# PROMPT:
Hand back the entries below exactly.

# THE DATA:

********************

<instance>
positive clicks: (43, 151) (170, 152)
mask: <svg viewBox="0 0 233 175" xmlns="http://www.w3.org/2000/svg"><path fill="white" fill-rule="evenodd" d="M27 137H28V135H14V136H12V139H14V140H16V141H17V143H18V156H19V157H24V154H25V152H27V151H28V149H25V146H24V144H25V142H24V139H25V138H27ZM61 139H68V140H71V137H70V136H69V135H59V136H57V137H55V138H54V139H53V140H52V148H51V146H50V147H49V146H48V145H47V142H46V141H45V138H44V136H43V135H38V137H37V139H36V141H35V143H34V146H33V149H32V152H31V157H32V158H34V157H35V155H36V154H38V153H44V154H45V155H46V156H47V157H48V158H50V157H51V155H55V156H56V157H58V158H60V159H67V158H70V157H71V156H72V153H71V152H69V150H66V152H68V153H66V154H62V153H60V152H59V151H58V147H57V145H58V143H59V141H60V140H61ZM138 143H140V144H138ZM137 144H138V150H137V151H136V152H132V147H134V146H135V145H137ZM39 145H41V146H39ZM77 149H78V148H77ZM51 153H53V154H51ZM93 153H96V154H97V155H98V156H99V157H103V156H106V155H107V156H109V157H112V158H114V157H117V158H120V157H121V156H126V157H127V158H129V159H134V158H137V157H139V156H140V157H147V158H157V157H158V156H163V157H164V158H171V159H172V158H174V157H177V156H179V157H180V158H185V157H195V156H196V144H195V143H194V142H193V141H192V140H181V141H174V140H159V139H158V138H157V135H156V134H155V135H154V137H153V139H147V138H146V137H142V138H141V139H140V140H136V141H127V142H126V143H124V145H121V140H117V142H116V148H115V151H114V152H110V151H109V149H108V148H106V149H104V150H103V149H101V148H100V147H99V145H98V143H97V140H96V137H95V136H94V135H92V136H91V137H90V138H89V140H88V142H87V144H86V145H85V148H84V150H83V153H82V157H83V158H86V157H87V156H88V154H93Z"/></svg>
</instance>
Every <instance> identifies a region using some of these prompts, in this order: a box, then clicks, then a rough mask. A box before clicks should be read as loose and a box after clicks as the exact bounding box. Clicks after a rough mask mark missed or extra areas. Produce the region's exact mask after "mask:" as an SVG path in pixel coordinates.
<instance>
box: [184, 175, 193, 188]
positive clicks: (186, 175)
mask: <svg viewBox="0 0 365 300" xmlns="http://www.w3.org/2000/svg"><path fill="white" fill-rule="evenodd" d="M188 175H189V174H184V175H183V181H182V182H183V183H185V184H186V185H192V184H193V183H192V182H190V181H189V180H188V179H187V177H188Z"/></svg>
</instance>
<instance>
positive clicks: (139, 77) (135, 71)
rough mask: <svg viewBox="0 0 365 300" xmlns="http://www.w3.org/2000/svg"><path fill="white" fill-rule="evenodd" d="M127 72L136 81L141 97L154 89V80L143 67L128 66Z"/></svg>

********************

# SOLUTION TO THIS PROBLEM:
<instance>
positive clicks: (43, 151) (170, 152)
mask: <svg viewBox="0 0 233 175" xmlns="http://www.w3.org/2000/svg"><path fill="white" fill-rule="evenodd" d="M27 137H28V135H14V136H12V139H14V140H16V141H17V143H18V156H19V157H24V154H25V152H27V151H28V149H25V146H24V144H25V142H24V139H25V138H27ZM61 139H68V140H71V137H70V136H69V135H59V136H57V137H55V138H54V139H53V140H52V148H51V146H50V147H49V146H48V145H47V142H46V141H45V138H44V136H43V135H38V137H37V139H36V141H35V143H34V146H33V149H32V152H31V157H32V158H34V157H35V155H36V154H38V153H44V154H45V155H46V156H47V157H48V158H50V157H51V155H55V156H56V157H58V158H60V159H67V158H70V157H71V156H72V153H71V152H69V150H66V152H68V153H66V154H62V153H60V152H59V151H58V147H57V145H58V143H59V141H60V140H61ZM138 143H140V144H138ZM137 144H138V150H137V151H136V152H132V147H134V146H135V145H137ZM39 145H41V146H39ZM77 149H78V148H77ZM51 153H53V154H51ZM93 153H96V154H97V155H98V156H99V157H103V156H106V155H107V156H109V157H112V158H114V157H117V158H120V157H121V156H126V157H127V158H129V159H134V158H137V157H139V156H140V157H147V158H157V157H158V156H163V157H164V158H171V159H172V158H174V157H177V156H179V157H180V158H185V157H195V156H196V144H195V143H194V142H193V141H192V140H181V141H174V140H159V139H158V138H157V135H156V134H155V135H154V137H153V139H147V138H146V137H142V138H141V139H140V140H136V141H127V142H126V143H124V145H121V140H117V142H116V148H115V151H114V152H110V151H109V149H108V148H106V149H104V150H103V149H101V148H100V147H99V145H98V143H97V140H96V137H95V136H94V135H92V136H91V137H90V138H89V140H88V142H87V144H86V145H85V148H84V150H83V153H82V157H83V158H86V157H87V156H88V154H93Z"/></svg>
</instance>
Every <instance> identifies a region using some of these prompts, in this order: a box, then clicks, then a rough mask. A box before clicks should be read as loose and a box after clicks as the exact bounding box. Clicks after a rough mask mark missed or extra areas. Produce the region's exact mask after "mask:" as an SVG path in pixel coordinates.
<instance>
box: [184, 175, 193, 188]
positive clicks: (186, 175)
mask: <svg viewBox="0 0 365 300" xmlns="http://www.w3.org/2000/svg"><path fill="white" fill-rule="evenodd" d="M188 175H189V174H184V175H183V181H182V182H183V183H185V184H186V185H192V184H193V183H192V182H190V181H189V180H188V179H187V177H188Z"/></svg>
</instance>
<instance>
positive clicks: (139, 77) (135, 71)
rough mask: <svg viewBox="0 0 365 300" xmlns="http://www.w3.org/2000/svg"><path fill="white" fill-rule="evenodd" d="M127 72L136 81L141 97L154 89V80L143 67L128 66Z"/></svg>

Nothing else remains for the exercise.